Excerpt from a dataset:
----
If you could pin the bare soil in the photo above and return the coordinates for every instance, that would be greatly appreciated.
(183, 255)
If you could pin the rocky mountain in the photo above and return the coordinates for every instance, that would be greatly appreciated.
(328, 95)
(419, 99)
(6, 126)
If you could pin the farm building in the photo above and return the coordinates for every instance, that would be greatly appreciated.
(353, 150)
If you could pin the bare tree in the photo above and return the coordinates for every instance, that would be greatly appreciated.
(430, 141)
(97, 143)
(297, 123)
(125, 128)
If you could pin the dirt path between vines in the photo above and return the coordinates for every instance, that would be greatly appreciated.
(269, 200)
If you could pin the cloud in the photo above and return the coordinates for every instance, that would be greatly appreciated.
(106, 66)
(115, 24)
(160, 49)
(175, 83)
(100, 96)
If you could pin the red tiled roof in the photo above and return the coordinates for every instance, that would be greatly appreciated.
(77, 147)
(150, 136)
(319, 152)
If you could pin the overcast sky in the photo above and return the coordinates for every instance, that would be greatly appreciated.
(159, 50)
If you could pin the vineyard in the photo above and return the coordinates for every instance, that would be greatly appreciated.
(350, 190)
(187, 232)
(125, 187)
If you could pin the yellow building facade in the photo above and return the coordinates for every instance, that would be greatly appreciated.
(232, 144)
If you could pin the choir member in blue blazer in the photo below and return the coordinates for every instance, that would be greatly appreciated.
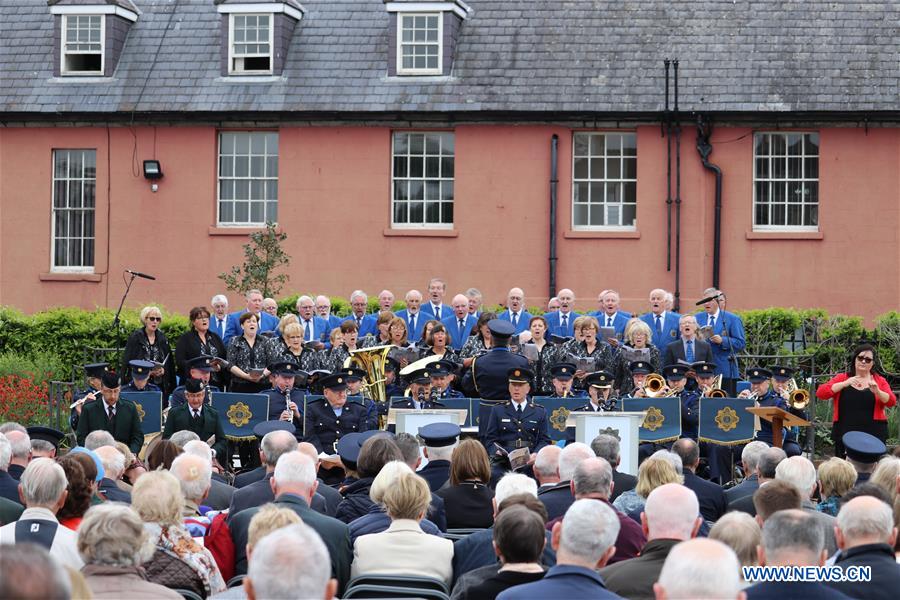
(663, 323)
(609, 315)
(413, 316)
(254, 304)
(515, 312)
(727, 338)
(460, 323)
(561, 322)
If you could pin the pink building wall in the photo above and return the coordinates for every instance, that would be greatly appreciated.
(334, 204)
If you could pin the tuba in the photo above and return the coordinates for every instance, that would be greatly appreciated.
(714, 390)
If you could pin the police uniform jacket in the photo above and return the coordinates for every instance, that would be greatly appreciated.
(125, 427)
(209, 424)
(324, 428)
(487, 376)
(510, 431)
(436, 473)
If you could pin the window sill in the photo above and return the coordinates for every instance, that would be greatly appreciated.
(621, 235)
(420, 233)
(213, 230)
(785, 235)
(91, 277)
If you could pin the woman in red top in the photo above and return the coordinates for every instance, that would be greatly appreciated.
(860, 397)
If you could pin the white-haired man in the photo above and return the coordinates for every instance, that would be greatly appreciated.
(460, 322)
(584, 541)
(218, 324)
(700, 569)
(671, 515)
(279, 566)
(515, 311)
(365, 323)
(801, 473)
(42, 490)
(560, 497)
(561, 321)
(866, 536)
(663, 323)
(315, 328)
(254, 305)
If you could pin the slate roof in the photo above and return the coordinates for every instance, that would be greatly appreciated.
(545, 56)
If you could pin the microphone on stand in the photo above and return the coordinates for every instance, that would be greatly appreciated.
(139, 274)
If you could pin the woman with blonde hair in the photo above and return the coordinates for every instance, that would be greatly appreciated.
(652, 473)
(150, 343)
(157, 498)
(836, 478)
(404, 548)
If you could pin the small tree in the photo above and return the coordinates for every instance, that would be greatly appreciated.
(263, 256)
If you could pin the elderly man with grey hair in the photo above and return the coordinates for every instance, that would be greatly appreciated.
(593, 480)
(801, 473)
(607, 446)
(114, 544)
(699, 569)
(279, 566)
(43, 492)
(559, 497)
(866, 536)
(792, 538)
(750, 456)
(671, 515)
(584, 541)
(113, 463)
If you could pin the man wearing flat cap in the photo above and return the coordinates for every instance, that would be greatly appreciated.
(517, 423)
(486, 378)
(120, 418)
(198, 417)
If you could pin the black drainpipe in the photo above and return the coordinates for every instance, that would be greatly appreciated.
(704, 148)
(554, 200)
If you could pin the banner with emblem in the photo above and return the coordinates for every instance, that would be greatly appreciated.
(725, 421)
(240, 413)
(663, 420)
(149, 405)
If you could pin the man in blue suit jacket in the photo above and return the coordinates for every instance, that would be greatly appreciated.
(366, 324)
(315, 328)
(609, 314)
(728, 336)
(459, 333)
(254, 304)
(663, 324)
(560, 322)
(415, 320)
(515, 313)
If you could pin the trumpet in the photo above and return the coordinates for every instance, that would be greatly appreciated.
(797, 398)
(714, 390)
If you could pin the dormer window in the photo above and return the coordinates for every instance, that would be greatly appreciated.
(91, 35)
(257, 35)
(423, 36)
(250, 50)
(83, 38)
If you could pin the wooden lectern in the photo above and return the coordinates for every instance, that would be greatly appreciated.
(779, 419)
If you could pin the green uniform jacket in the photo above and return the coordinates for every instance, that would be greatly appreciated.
(208, 425)
(125, 428)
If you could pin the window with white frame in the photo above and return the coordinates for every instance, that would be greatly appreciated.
(83, 37)
(786, 181)
(248, 178)
(604, 181)
(250, 49)
(419, 44)
(422, 180)
(74, 201)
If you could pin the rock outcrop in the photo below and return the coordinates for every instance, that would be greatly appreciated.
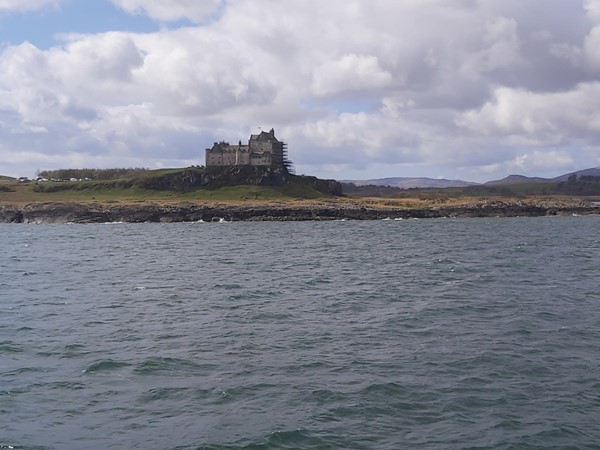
(190, 212)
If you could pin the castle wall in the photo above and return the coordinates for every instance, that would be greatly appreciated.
(262, 150)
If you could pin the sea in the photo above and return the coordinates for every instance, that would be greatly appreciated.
(394, 334)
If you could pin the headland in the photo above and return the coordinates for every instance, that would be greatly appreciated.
(254, 194)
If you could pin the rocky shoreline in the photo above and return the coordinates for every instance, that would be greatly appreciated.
(71, 212)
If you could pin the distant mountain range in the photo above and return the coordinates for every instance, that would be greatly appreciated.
(407, 183)
(423, 182)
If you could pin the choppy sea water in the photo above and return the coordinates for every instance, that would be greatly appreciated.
(425, 334)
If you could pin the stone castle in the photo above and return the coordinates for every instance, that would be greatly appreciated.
(263, 149)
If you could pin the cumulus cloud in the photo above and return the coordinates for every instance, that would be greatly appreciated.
(172, 10)
(429, 88)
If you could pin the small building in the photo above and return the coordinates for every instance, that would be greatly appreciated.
(263, 149)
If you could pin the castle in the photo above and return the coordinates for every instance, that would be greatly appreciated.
(263, 149)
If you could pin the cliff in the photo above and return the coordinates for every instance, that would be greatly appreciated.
(191, 212)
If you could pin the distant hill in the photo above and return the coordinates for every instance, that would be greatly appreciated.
(517, 179)
(408, 183)
(520, 179)
(593, 172)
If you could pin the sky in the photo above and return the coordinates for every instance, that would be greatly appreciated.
(358, 89)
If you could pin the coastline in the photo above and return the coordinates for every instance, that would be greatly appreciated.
(96, 212)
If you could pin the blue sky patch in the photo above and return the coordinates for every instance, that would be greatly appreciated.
(42, 27)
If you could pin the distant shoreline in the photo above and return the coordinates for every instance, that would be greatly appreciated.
(96, 212)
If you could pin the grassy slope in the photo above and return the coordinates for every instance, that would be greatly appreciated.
(113, 191)
(13, 192)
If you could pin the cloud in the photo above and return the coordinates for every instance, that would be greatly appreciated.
(173, 10)
(460, 88)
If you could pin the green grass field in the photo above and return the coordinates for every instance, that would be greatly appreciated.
(85, 191)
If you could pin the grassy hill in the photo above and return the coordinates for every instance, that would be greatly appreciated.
(188, 184)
----
WRITTEN REQUEST – Output all of the entries verbatim, leaving out any images.

WRITTEN RESPONSE –
If you could pin the bare soil in the photo above and return the coordinates for every instance, that would be greatly appreciated.
(183, 255)
If you could pin the rocky mountain in the photo above and return the coordinates for every instance, that would be greatly appreciated.
(328, 95)
(419, 99)
(6, 126)
If you could pin the farm building in the photo above and return the coordinates for every instance, that would be greatly appreciated.
(353, 150)
If you could pin the bare tree in the photo above and return the coordinates for every instance, that would be greatly appreciated.
(430, 141)
(97, 143)
(297, 123)
(125, 128)
If you could pin the dirt path between vines in the photo above and return the coordinates for every instance, that would be greatly appreciated.
(269, 200)
If you could pin the cloud in the photo above and return the coordinates for every instance, that would be greatly appreciated.
(106, 66)
(115, 24)
(160, 49)
(175, 83)
(100, 96)
If you could pin the red tiled roof in the photo above and return the coordinates for every instance, that would be greatly appreciated.
(77, 147)
(150, 136)
(319, 152)
If you could pin the overcast sky in the photo above and return the coordinates for every instance, that would be greatly appreciated.
(159, 50)
If you could pin the vineyard in the photo above and return the coordinates for every instance, that would be greatly appreciated.
(350, 190)
(187, 232)
(125, 187)
If you could pin the yellow building facade in the photo above and return the coordinates for every instance, that would be greatly appreciated.
(232, 144)
If you could pin the choir member in blue blazer in the photo below and return the coordinates for every instance, that would be greatly appreciated.
(663, 323)
(609, 315)
(413, 316)
(254, 304)
(515, 312)
(727, 338)
(460, 323)
(561, 322)
If you could pin the pink building wall in the photo above and return the coordinates for every instance, that would be greatly appreciated.
(334, 204)
If you could pin the tuba in the photo above and return the coordinates for every instance, that would be greatly appreciated.
(714, 390)
If you could pin the police uniform jacket in the photo above and return the coordinates for every instance, that would be greatly appreciated.
(125, 427)
(209, 424)
(324, 428)
(487, 376)
(510, 431)
(436, 473)
If you could pin the window sill in the photo above and return the coordinates for every instance, that would be greatly appreciated.
(621, 235)
(420, 233)
(213, 230)
(785, 235)
(91, 277)
If you could pin the woman in red top in the photo above and return the coordinates for every instance, that would be greatly appreciated.
(860, 397)
If you could pin the white-haired man in the photo above and return the coordinates for every instance, that would be greatly appreciated.
(460, 322)
(584, 541)
(218, 324)
(700, 569)
(671, 515)
(279, 566)
(515, 311)
(365, 323)
(801, 473)
(42, 490)
(560, 497)
(561, 321)
(866, 536)
(663, 323)
(315, 328)
(254, 305)
If you could pin the slate roof in the photo above and return the coordinates for every instance, that would be greatly appreciated.
(545, 56)
If you could pin the microphone on stand in the photo above and return the coordinates for every instance, that would be greatly appreciated.
(139, 274)
If you could pin the woman with blonde hair in the photo above and return the coordinates for every instance, that would be greatly appreciated.
(652, 473)
(150, 343)
(157, 498)
(836, 478)
(404, 548)
If you could pin the small tree in the photo above and return the coordinates for every instance, that would be greatly appreciated.
(263, 256)
If you could pin the elderly man with grey hair in the photo above and return the coordinates for every instance, that would be greatly appreciated.
(593, 480)
(801, 473)
(607, 446)
(114, 544)
(699, 569)
(279, 566)
(43, 492)
(559, 497)
(866, 536)
(792, 538)
(750, 456)
(671, 515)
(584, 541)
(113, 463)
If you could pin the man wearing flat cap in the photo above and return the coordinates for every instance, that would be greatly appreciated.
(517, 423)
(486, 378)
(120, 418)
(198, 417)
If you could pin the black drainpipe in the photo above and return the coordinates for every instance, that would be greatly appreciated.
(704, 148)
(554, 200)
If you could pin the banner with emblem in the photo above and return the coordinates for every instance, that would be greatly appreciated.
(725, 421)
(240, 413)
(663, 420)
(149, 405)
If you could pin the man in blue suit jacket in the photo above and return the coordinates for every instance, that would be greatly appreciated.
(366, 324)
(315, 328)
(609, 314)
(728, 336)
(459, 333)
(254, 304)
(663, 324)
(560, 322)
(415, 320)
(515, 313)
If you could pin the trumpet in the photo above and return the coordinates for every instance, that would be greatly appreciated.
(797, 398)
(714, 390)
If you could pin the dormer window in the photo above and return the coordinates for every instance, that would be greatly appreciated.
(91, 35)
(257, 35)
(423, 36)
(250, 50)
(83, 38)
If you could pin the wooden lectern in the photo above and return the coordinates for every instance, that would be greatly appreciated.
(779, 419)
If you could pin the green uniform jacket in the photo above and return the coordinates for every instance, that would be greatly appreciated.
(208, 425)
(125, 428)
If you could pin the window with white frame in the photo above and return the coordinates for every instance, that would be greatly appreciated.
(83, 37)
(786, 181)
(248, 178)
(604, 181)
(250, 49)
(419, 44)
(422, 180)
(74, 201)
If you could pin the rock outcrop in the photo below and return the coordinates for every instance, that would be greatly appreciated.
(190, 212)
If you could pin the castle wall in the photo above and return the coordinates for every instance, that would be greatly appreciated.
(262, 150)
If you could pin the sea in the photo above and return the coordinates for every instance, that would be greatly appreciated.
(394, 334)
If you could pin the headland in the photo above and return the coordinates for every instance, that would be greatly appreciated.
(254, 194)
If you could pin the rocky shoreline in the photo above and return the coordinates for every instance, that would be greatly appreciated.
(71, 212)
If you could pin the distant mountain range in the photo above and return the coordinates for every instance, that would be greatly appreciated.
(407, 183)
(423, 182)
If you could pin the choppy sea water in the photo above and return the coordinates for every instance, that would be greatly appreciated.
(425, 334)
If you could pin the stone castle in the photo above and return the coordinates for every instance, that would be greatly appreciated.
(263, 149)
If you could pin the cumulus cloud in the photo above and return the coordinates for every instance, that would be greatly appreciated.
(172, 10)
(429, 88)
If you could pin the small building in the photo above and return the coordinates for every instance, that would be greatly appreciated.
(263, 149)
If you could pin the castle in the photo above and return the coordinates for every instance, that would be greatly appreciated.
(263, 149)
If you could pin the cliff in the photo above and return the coordinates for every instance, that would be greatly appreciated.
(191, 212)
If you could pin the distant hill in the photo above and return the coordinates for every instance, that would be greatly appreciated.
(517, 179)
(408, 183)
(520, 179)
(593, 172)
If you could pin the sky in the photo above and return the coordinates for every instance, that would be greatly appreciated.
(358, 89)
If you could pin the coastline in the photo above and return the coordinates for every instance, that would be greatly appreciated.
(96, 212)
If you could pin the blue sky patch in the photo above and return the coordinates for every instance, that would be greatly appreciated.
(42, 27)
If you could pin the distant shoreline in the photo above and return the coordinates for every instance, that would be greatly appreciated.
(96, 212)
If you could pin the grassy slope in the photo above and return the coordinates for every instance, that would be greatly appreciated.
(113, 191)
(13, 192)
If you could pin the cloud in the photo above and return the coordinates for every instance, that would be greatly appreciated.
(173, 10)
(460, 88)
If you could pin the green grass field in the photo above and return the coordinates for every instance, that would be greatly appreciated.
(85, 191)
If you could pin the grassy hill in the photo above and return the coordinates for every instance, that would be greatly appreciated.
(188, 184)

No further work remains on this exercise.